» **EXCERPTED TEXT**:
——————
6. State Management Layer

  • State Collection (state/collector.py): System metrics gathering and aggregation
  • Display Engine (state/display.py): User-friendly progress visualization and formatting
  • Status Builder (state/builder.py): Status data construction and transformation
  • State Models (state/models.py): Monitoring data structures and metrics
  • State Monitoring (state/monitor.py): Real-time state monitoring and tracking
  • State Enumerations (state/enums.py): State-related enumerations and constants
  • State Types (state/types.py): State type definitions and interfaces

Processing Stages

The system implements a 4-stage pipeline for comprehensive data acquisition and validation:

  1. Search Stage (stage/definition.py:SearchStage):

    • Intelligent GitHub code search with advanced query optimization
    • Multi-provider search support (API + Web)
    • Query refinement using mathematical optimization algorithms
    • Rate-limited search execution with adaptive throttling
  2. Gather Stage (stage/definition.py:GatherStage):

    • Detailed information acquisition from search results
    • Content extraction and parsing
    • Pattern matching for key identification
    • Structured data collection and normalization
  3. Check Stage (stage/definition.py:CheckStage):

    • API key validation against actual service endpoints
    • Authentication verification and capability testing
    • Service availability and response validation
    • Error handling and retry mechanisms
  4. Inspect Stage (stage/definition.py:InspectStage):

    • API capability inspection for validated keys
    • Model enumeration and feature detection
    • Service limits and quota analysis
    • Comprehensive capability profiling

Advanced Query Optimization Engine

The system features a sophisticated Query Optimization Engine with mathematical foundations:

Core Components

  1. Regex Parser

    • Advanced regex pattern parsing with support for complex syntax
    • Handles escaped characters, character classes, and quantifiers
    • Converts patterns into analyzable segment structures
  2. Splittability Analyzer

    • Mathematical analysis of pattern divisibility
    • Recursive depth limiting for safety
    • Value threshold analysis for optimization feasibility
    • Resource cost estimation for performance control
  3. Enumeration Optimizer

    • Intelligent enumeration strategy selection
    • Multi-dimensional optimization (depth, breadth, value)
——————
» **RECORDS SHOWN**:
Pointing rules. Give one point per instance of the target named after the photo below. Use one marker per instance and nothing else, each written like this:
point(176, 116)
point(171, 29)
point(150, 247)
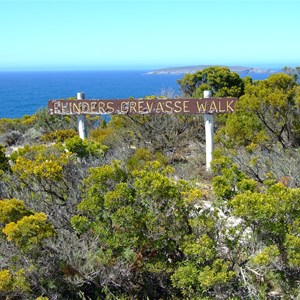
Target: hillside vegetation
point(131, 212)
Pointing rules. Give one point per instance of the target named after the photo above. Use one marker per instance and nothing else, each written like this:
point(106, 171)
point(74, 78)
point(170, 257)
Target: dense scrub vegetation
point(131, 213)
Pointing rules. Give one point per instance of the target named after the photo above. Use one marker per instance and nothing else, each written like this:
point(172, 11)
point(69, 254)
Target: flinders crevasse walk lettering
point(141, 106)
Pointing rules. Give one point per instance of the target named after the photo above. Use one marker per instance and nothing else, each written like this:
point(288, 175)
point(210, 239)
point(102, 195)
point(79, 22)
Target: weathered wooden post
point(207, 106)
point(209, 132)
point(82, 130)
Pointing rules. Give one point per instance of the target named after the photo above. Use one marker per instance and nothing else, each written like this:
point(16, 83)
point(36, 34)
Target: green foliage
point(4, 161)
point(13, 282)
point(267, 113)
point(29, 232)
point(59, 135)
point(85, 148)
point(92, 227)
point(141, 156)
point(11, 210)
point(220, 80)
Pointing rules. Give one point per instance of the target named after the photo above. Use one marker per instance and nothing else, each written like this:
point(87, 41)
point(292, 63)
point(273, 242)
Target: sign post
point(209, 133)
point(207, 106)
point(82, 130)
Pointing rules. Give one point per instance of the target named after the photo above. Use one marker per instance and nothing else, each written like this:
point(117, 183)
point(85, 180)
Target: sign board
point(141, 106)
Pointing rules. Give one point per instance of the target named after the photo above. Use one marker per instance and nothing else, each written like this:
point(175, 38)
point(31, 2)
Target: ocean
point(24, 93)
——————
» **EXERCISE GOAL**:
Answer these questions from the excerpted text.
(a) Which file contains the Display Engine?
(b) Which stage of the pipeline validates API keys against actual service endpoints?
(c) What does the Regex Parser convert patterns into?

» **OUTPUT FOR THIS TASK**:
(a) state/display.py
(b) The Check Stage
(c) Analyzable segment structures